▶ [Dataset records]:
= = = =
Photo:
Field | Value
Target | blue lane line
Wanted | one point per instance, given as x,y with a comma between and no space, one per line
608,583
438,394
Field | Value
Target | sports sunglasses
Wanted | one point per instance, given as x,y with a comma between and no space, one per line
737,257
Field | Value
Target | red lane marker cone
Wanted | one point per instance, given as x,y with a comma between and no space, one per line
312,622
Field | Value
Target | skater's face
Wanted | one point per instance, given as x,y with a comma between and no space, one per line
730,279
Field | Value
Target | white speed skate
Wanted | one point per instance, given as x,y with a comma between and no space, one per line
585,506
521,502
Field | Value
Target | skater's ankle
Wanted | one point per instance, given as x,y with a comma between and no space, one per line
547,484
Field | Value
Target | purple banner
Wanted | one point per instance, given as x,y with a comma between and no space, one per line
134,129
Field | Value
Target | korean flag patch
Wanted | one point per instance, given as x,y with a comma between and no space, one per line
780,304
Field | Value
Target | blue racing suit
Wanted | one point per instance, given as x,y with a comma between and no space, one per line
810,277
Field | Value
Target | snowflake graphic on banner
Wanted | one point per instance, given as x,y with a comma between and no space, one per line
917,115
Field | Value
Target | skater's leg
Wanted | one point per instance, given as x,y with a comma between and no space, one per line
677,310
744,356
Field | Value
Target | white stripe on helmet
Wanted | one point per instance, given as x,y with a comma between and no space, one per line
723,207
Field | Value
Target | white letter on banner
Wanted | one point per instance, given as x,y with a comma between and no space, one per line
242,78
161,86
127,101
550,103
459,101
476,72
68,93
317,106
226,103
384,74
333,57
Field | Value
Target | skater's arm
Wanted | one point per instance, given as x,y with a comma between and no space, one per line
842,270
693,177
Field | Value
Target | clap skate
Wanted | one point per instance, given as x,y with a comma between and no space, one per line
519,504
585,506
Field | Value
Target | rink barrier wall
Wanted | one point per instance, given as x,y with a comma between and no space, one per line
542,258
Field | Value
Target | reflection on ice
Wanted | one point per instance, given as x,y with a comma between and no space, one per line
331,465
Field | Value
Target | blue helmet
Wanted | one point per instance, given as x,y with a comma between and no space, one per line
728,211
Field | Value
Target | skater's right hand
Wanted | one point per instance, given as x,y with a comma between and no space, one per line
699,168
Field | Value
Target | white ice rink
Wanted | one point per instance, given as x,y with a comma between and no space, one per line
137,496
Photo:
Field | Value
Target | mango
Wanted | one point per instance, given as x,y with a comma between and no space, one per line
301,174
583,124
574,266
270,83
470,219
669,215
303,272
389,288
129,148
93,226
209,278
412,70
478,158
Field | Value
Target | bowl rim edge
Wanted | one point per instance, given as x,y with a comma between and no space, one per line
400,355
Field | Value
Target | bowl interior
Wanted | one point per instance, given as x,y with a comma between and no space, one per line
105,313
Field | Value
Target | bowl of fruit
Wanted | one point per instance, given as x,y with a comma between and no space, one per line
= = = =
Write every record out again, unaltered.

Photo:
Field | Value
Target | blue lane line
Wanted | one point per instance, given as x,y with a comma between and no space, one per line
608,583
438,394
Field | Value
Target | sports sunglasses
Wanted | one point per instance, given as x,y with a comma between and no space, one per line
737,257
Field | Value
Target | red lane marker cone
Wanted | one point per instance, given as x,y with a comma between and no space, one per line
312,622
Field | Value
Target | skater's face
Wanted | one point per instance, given as x,y with a comma between and no space, one per line
730,279
Field | Value
Target | white speed skate
Wanted | one point per instance, given as x,y with a comma between and no space, one per line
585,506
521,502
Field | Value
Target | skater's ankle
Wanted | one point per instance, given as x,y with a comma between and no space, one per line
547,484
Field | Value
Target | purple banner
Wanted | one point per instance, given as x,y with a comma between and no space, one per line
134,129
Field | Value
Target | korean flag patch
Wanted | one point per instance, given as x,y with a comma between and no space, one per line
780,304
Field | Value
Target | blue racing suit
Wanted | one point per instance, given as x,y with a comma between and no space, one per line
810,277
Field | Value
Target | snowflake graphic on banner
Wanted | one point per instance, given as x,y with a comma between and no space, one per line
917,115
Field | Value
Target | skater's leg
Wanted | one point per instance, given as x,y with a comma between and no space, one per line
677,310
744,356
Field | Value
Target | white stripe on helmet
Wanted | one point per instance, given as x,y with a comma between and no space, one per line
723,207
Field | Value
Target | white letter on banner
Wanted | one point per instance, given as x,y with a comma between and no space, one per line
242,78
161,86
127,101
550,103
459,101
476,72
68,93
317,106
226,103
384,74
333,57
Field | Value
Target | skater's arm
Wanted | one point per instance, given as x,y with a comma between and no space, one per line
842,270
693,177
Field | Value
Target | clap skate
Wanted | one point per instance, given as x,y with a comma between and no space, one per line
519,504
585,506
Field | Value
Target | rink barrier wall
Wanted | one point per instance, given as x,y with a comma between and no space, one per line
542,258
Field | Value
Target | reflection on ice
Wanted | one point per instance, given as x,y with a comma between and no space, one per line
331,465
Field | Value
Target | blue helmet
Wanted | one point per instance, given as x,y with a comma between and no space, one per line
728,211
Field | Value
Target | skater's right hand
Wanted | one point per instance, given as x,y with a comma between and no space, one per line
699,168
Field | Value
Target | white ice rink
Wanted | one point per instance, given as x,y with a comma between and no space, one per line
137,496
Photo:
Field | Value
Target | mango
Wanted | one point per instance, given as x,y with a comma between and no space, one per line
301,174
583,124
574,266
270,83
470,219
669,215
303,272
389,288
129,148
93,226
209,278
412,70
478,158
Field | Value
Target | bowl rim edge
Wanted | one point per instance, given as x,y with a comma between and no space, one per line
400,355
Field | Value
Target | bowl interior
Wanted | one point per instance, given as x,y with a comma between and no space, one per line
105,313
Field | Value
Target | bowl of fruit
Wanted | one point per instance, given as x,y with a comma between and no space, one per line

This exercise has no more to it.